══ Source passage
Elvira Parr explains the long road and loving history behind Dear Elizabeth, Pitch Productions’ upcoming show, tracking the beautiful relationship of two of America’s most beloved poets through letter-writing.

Like everything else these past 15 months, ‘Dear Elizabeth’ has been on quite a journey. Scrambling back through my emails, I can tell you very specifically that the first piece of the puzzle was put in place on 26th June 2020, so we are very satisfyingly almost bang on a year later. Funny how things work out.

Whilst it now feels like this project has been the definition of a slow-burner, it actually came to fruition in somewhat of a manic rush. With the application deadline for a Michaelmas slot in the Assembly Rooms looming, I was left frantically thinking of last-minute options. It doesn’t take much to realise why ‘Dear Elizabeth’ popped into my head as I sat at home for the 4567th day in a row, having not seen some of my closest friends in-person for months.

The play is a story of contact and communication, of a truly loving relationship between two close friends that was sustained almost entirely remotely. Elizabeth Bishop and Robert Lowell met in-person only a handful of times, but they wrote over 800 pages of letters to each other throughout their decade-long friendship. The play is a compilation of these private letters, granting it a genuine authenticity and realness – these people lived and breathed and wrote and here are their words, carefully selected and reproduced to convey their lives and relationships in all their human complexity.
════
══ Information supplied
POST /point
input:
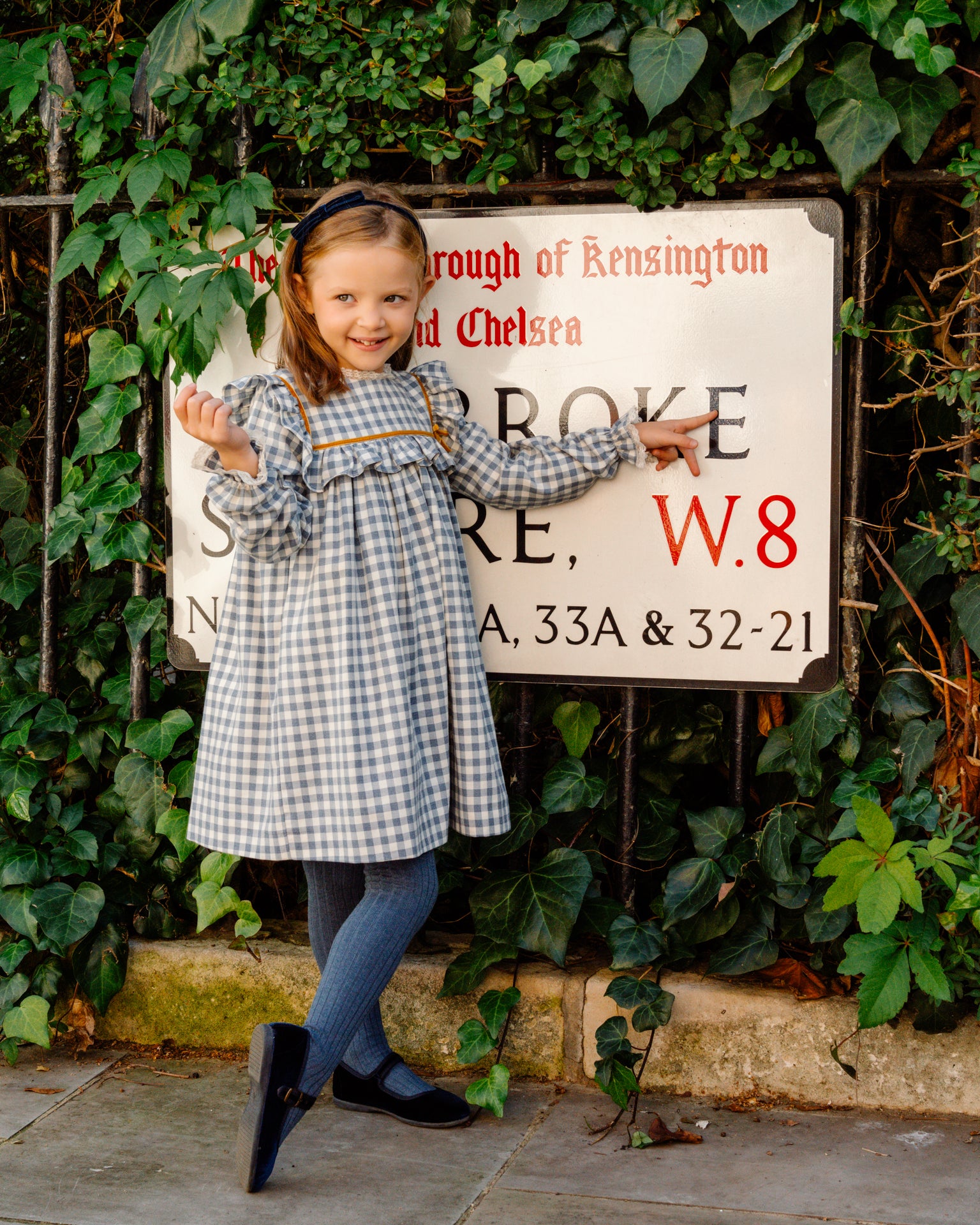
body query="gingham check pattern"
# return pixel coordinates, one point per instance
════
| To do |
A) Name every person the article about Dear Elizabeth mentions by full name.
B) Copy out the article about Dear Elizabeth, starting with "The play is a story" and going on through "their human complexity.", and swap "decade-long" for "ten-year".

| Results |
A) Elvira Parr, Elizabeth Bishop, Robert Lowell

B)
The play is a story of contact and communication, of a truly loving relationship between two close friends that was sustained almost entirely remotely. Elizabeth Bishop and Robert Lowell met in-person only a handful of times, but they wrote over 800 pages of letters to each other throughout their ten-year friendship. The play is a compilation of these private letters, granting it a genuine authenticity and realness – these people lived and breathed and wrote and here are their words, carefully selected and reproduced to convey their lives and relationships in all their human complexity.